— Start of Data for processing —

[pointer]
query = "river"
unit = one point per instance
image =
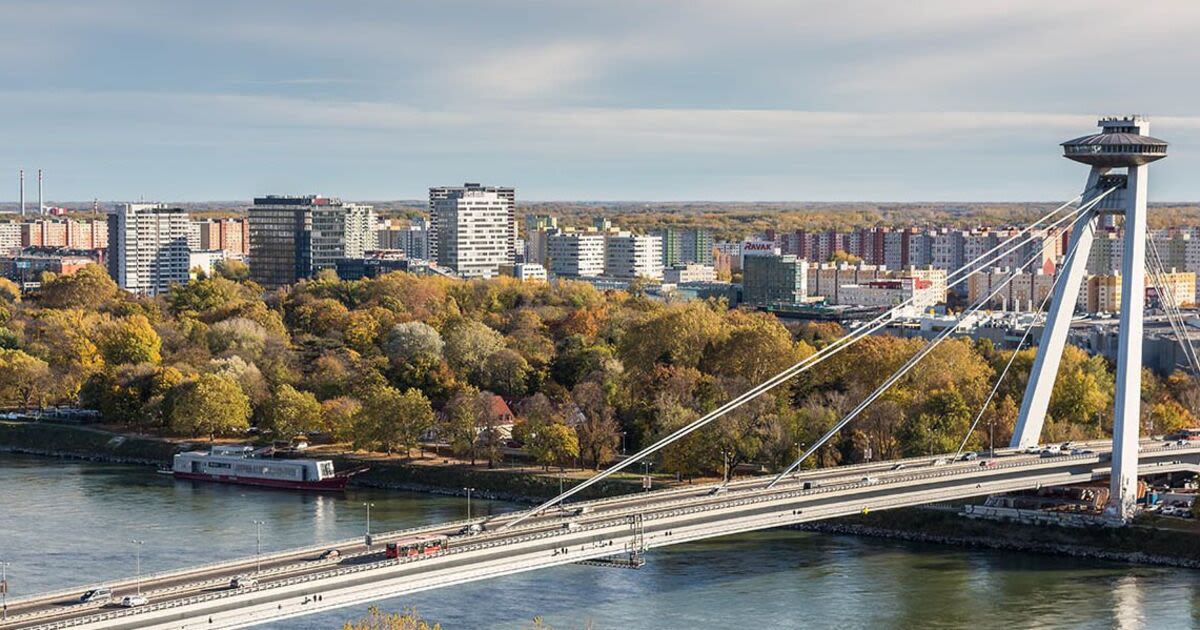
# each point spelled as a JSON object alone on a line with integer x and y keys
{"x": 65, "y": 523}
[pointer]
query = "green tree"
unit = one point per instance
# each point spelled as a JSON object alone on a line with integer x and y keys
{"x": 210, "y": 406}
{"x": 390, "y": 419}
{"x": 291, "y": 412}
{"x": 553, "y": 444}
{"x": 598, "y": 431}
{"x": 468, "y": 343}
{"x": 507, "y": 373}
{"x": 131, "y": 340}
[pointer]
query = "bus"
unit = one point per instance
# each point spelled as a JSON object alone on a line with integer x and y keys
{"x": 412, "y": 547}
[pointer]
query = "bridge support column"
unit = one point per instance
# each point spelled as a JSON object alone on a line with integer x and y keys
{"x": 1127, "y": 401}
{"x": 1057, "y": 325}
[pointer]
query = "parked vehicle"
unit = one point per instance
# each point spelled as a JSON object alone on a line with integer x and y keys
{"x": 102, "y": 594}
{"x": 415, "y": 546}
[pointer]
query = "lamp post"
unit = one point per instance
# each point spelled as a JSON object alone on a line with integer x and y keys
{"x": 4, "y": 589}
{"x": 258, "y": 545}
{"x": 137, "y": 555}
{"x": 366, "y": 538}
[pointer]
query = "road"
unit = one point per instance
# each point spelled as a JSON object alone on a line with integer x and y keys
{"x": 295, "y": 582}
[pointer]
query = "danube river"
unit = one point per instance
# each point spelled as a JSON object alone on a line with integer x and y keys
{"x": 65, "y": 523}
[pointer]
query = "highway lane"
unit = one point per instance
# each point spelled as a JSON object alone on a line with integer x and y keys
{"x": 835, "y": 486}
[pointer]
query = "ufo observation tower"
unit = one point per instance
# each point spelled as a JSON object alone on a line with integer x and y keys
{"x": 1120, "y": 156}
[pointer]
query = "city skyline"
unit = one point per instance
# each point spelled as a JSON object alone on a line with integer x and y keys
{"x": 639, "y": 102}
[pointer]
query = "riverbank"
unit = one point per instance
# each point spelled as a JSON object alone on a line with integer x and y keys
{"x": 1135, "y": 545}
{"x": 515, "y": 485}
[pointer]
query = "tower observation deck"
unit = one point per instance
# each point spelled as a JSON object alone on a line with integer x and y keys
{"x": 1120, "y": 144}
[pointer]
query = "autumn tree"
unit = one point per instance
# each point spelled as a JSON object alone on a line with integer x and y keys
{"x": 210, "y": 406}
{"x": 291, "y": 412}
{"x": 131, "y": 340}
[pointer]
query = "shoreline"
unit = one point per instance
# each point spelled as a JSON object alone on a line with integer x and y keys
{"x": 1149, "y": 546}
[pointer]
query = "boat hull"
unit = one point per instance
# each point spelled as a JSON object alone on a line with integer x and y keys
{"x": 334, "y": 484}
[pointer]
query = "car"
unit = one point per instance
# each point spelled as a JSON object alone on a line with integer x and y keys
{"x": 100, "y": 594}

— End of Data for processing —
— Start of Data for processing —

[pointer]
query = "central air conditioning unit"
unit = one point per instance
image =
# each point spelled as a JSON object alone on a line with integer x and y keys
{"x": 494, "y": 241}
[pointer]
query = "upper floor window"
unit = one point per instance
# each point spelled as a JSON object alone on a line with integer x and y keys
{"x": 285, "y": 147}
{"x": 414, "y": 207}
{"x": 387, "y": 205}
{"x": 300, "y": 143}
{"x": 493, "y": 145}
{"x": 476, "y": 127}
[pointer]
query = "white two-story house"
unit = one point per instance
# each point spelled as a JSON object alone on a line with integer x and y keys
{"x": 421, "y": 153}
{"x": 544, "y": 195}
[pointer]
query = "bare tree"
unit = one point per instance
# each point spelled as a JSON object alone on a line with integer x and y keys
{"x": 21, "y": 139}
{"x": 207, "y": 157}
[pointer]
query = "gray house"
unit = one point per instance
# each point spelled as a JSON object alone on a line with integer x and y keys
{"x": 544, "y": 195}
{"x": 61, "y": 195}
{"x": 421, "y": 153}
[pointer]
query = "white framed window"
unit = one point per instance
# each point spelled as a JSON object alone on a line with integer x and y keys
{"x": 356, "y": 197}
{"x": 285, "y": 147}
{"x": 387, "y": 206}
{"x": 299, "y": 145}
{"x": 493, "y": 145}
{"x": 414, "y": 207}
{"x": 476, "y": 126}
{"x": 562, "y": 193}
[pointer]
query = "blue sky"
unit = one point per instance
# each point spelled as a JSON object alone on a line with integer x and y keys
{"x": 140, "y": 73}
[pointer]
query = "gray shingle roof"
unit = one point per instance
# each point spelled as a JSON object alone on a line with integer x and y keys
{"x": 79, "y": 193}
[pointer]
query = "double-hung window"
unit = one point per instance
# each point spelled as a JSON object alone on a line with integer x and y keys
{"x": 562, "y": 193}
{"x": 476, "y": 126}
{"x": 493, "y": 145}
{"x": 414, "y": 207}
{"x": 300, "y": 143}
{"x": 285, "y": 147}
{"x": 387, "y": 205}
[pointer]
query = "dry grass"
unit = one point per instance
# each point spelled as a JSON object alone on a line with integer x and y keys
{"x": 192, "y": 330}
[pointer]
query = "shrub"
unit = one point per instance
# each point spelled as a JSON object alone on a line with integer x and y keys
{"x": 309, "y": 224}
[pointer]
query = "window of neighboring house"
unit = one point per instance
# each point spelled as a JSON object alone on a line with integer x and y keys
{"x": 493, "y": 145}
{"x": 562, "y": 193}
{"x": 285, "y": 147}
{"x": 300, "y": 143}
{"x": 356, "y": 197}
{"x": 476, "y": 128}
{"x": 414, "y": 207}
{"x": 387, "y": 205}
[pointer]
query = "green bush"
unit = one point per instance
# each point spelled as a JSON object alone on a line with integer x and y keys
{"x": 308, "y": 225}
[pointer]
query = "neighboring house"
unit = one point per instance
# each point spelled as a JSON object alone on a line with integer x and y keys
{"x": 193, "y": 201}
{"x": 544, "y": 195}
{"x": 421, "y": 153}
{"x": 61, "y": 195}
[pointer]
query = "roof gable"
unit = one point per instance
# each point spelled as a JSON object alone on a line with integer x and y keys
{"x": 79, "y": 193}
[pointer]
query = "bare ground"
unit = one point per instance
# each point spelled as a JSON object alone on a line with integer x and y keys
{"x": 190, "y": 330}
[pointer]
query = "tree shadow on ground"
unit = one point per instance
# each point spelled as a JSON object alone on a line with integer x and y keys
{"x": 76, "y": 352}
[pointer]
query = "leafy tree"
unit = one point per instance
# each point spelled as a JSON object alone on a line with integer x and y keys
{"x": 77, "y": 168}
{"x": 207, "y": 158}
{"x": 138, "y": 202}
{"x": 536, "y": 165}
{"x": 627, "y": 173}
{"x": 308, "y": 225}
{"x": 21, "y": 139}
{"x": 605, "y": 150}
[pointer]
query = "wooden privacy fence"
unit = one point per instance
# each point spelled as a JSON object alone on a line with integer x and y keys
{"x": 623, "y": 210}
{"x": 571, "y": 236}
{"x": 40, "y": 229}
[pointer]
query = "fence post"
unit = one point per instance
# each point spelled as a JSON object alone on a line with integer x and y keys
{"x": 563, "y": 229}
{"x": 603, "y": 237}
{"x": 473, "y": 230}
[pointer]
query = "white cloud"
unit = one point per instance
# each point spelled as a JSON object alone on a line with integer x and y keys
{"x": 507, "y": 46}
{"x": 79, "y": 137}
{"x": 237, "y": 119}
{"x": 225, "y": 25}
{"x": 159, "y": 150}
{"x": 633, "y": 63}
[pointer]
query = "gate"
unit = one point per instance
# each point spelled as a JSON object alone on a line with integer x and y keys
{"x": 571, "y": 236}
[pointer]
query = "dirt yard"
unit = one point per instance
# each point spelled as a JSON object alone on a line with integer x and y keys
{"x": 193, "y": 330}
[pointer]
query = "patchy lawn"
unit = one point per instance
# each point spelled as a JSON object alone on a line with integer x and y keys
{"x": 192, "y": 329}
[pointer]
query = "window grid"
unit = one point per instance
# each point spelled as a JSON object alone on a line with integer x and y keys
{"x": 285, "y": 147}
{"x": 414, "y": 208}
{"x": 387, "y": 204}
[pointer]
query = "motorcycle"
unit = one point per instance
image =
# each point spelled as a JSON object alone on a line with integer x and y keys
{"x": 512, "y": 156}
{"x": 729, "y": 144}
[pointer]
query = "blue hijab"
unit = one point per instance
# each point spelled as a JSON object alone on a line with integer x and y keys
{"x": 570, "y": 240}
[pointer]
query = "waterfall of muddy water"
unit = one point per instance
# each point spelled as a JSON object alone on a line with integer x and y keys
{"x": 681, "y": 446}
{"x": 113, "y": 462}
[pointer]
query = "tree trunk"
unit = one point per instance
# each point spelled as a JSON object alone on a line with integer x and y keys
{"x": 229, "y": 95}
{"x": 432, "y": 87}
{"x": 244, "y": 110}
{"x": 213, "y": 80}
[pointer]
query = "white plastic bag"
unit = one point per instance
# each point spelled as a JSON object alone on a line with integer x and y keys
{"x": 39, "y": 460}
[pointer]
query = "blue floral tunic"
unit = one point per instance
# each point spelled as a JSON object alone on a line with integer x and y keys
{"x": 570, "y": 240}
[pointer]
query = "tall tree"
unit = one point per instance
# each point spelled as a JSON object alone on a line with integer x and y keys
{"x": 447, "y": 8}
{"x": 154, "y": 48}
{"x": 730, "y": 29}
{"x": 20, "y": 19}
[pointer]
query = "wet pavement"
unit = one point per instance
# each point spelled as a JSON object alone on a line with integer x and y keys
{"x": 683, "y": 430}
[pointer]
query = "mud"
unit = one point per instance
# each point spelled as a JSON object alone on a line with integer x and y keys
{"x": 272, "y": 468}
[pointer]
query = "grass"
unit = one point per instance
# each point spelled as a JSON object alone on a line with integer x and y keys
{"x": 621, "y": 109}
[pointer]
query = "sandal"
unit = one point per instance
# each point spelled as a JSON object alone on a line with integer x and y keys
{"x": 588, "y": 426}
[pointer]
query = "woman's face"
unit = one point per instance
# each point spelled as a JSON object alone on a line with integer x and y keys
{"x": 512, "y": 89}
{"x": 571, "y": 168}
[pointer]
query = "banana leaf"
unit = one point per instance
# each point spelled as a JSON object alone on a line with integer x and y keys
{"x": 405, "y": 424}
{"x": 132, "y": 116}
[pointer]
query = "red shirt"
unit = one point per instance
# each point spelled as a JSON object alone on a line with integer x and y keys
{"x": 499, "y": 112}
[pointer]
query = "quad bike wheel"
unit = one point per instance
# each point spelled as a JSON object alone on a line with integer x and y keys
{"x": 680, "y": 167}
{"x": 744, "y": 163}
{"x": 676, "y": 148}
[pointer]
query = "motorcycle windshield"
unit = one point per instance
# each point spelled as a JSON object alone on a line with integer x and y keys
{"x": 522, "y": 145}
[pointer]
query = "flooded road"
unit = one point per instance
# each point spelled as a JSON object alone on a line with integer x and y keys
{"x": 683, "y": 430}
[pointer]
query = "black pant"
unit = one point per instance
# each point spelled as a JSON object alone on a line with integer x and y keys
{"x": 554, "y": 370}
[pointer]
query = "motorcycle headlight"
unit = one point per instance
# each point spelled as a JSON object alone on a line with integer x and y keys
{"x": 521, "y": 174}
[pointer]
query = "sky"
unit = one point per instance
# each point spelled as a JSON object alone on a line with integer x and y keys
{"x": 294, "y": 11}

— End of Data for processing —

**Aim**
Find each line above that contains the string "gray", and copy every such line in full.

**Exercise response**
query = "gray house"
query = "gray shingle roof"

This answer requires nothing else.